→ **Provided data**
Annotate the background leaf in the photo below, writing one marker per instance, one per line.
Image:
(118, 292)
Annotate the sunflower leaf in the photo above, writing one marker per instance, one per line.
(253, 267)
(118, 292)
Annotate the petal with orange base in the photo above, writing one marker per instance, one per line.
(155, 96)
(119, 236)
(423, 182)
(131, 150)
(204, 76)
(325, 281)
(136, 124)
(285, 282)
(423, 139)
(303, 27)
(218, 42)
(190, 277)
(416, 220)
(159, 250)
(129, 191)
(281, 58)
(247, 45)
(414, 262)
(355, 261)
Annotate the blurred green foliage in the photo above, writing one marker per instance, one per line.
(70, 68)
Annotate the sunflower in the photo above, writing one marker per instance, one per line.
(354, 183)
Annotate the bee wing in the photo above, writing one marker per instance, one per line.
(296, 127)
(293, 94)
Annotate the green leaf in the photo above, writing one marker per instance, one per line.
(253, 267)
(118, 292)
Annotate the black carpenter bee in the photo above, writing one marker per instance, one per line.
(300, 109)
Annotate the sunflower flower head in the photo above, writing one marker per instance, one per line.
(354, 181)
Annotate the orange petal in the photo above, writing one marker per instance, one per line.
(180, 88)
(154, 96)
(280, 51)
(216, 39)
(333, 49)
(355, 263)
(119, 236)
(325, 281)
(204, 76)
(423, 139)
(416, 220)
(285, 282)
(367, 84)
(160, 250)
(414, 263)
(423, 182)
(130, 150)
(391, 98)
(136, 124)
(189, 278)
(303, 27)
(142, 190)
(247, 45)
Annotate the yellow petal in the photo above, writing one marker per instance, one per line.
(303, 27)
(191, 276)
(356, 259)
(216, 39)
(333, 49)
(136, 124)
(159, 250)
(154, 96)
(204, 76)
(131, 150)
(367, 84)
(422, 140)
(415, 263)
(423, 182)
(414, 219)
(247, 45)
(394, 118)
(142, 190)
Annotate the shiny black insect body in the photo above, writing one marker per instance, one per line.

→ **Instructions for the task**
Output all of the data above without any alteration.

→ **Task result**
Annotate the background leaf in the photo below, writing one marker per instance, one per line.
Image:
(118, 292)
Annotate the sunflower leaf in the photo above, writing one marker per instance, one per line.
(253, 267)
(118, 292)
Annotate the petal with orange base in the photo above, writing one marker per instance, one per line.
(155, 96)
(119, 236)
(423, 182)
(131, 150)
(204, 76)
(325, 281)
(136, 124)
(285, 282)
(423, 139)
(303, 27)
(218, 42)
(190, 277)
(416, 220)
(159, 250)
(129, 191)
(281, 58)
(247, 45)
(414, 262)
(355, 261)
Annotate the blurred green foliage in the photo above, writing one marker per instance, one per line.
(70, 68)
Annotate the sunflower in the photo above, writing one marker per instance, one per line.
(354, 183)
Annotate the bee wing in the photo above, writing one marker per instance, one per line.
(296, 127)
(293, 94)
Annotate the green leaf in the photo above, writing one marker per instance, one per line.
(253, 267)
(118, 292)
Annotate the black carpenter bee in the photo above, writing one marker per instance, one per line.
(300, 109)
Annotate the sunflower flower head in the photo above, writing one marker per instance, one per line.
(354, 181)
Annotate the orange petal in the photo above, writing one marker per instance, one per line.
(180, 88)
(154, 96)
(280, 51)
(216, 39)
(333, 49)
(355, 263)
(119, 236)
(325, 281)
(204, 76)
(423, 139)
(416, 220)
(285, 282)
(367, 84)
(160, 250)
(414, 263)
(423, 182)
(130, 150)
(391, 98)
(136, 124)
(189, 278)
(303, 27)
(142, 190)
(247, 45)
Annotate the yellow petal in the photo above, writing one marker per instance, one per line.
(303, 27)
(191, 276)
(356, 259)
(216, 39)
(333, 49)
(136, 124)
(159, 250)
(154, 96)
(204, 76)
(131, 150)
(367, 84)
(422, 140)
(415, 263)
(423, 182)
(414, 219)
(247, 45)
(394, 118)
(142, 190)
Annotate the shiny black insect body in the photo above, writing one marker per instance, one per line.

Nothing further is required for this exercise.